»»

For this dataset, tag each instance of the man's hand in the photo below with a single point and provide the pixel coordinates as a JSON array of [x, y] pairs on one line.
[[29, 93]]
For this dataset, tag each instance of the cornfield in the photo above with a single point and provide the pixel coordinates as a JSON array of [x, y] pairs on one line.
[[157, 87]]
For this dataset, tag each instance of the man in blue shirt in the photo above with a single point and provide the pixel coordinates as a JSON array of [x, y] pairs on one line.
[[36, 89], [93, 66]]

««
»»

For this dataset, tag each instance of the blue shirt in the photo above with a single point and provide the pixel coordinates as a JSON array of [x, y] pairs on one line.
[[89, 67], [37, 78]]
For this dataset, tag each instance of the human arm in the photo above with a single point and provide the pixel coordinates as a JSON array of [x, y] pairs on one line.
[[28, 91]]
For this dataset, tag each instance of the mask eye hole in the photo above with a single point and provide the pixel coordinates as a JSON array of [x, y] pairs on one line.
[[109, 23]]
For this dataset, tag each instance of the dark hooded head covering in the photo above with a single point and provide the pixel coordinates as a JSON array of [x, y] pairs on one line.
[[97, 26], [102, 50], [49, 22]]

««

◆ Exercise directions
Print everything in the data from the line containing "For this dataset, tag each instance of the cornfield" down to the line containing "[[36, 89], [93, 66]]", including both of those lines, and reproduce each line verbatim.

◆ Result of the exercise
For this dataset, tag each instance of the cornfield in the photo above with a single point and provide the pixel coordinates as a JSON array of [x, y] pairs on one line.
[[157, 87]]
For this dataset, tag each instance of the man in blue shirt in the photo above with a single point and provide the pixel coordinates as a JSON array of [x, y] pairs on one line.
[[36, 89], [93, 66]]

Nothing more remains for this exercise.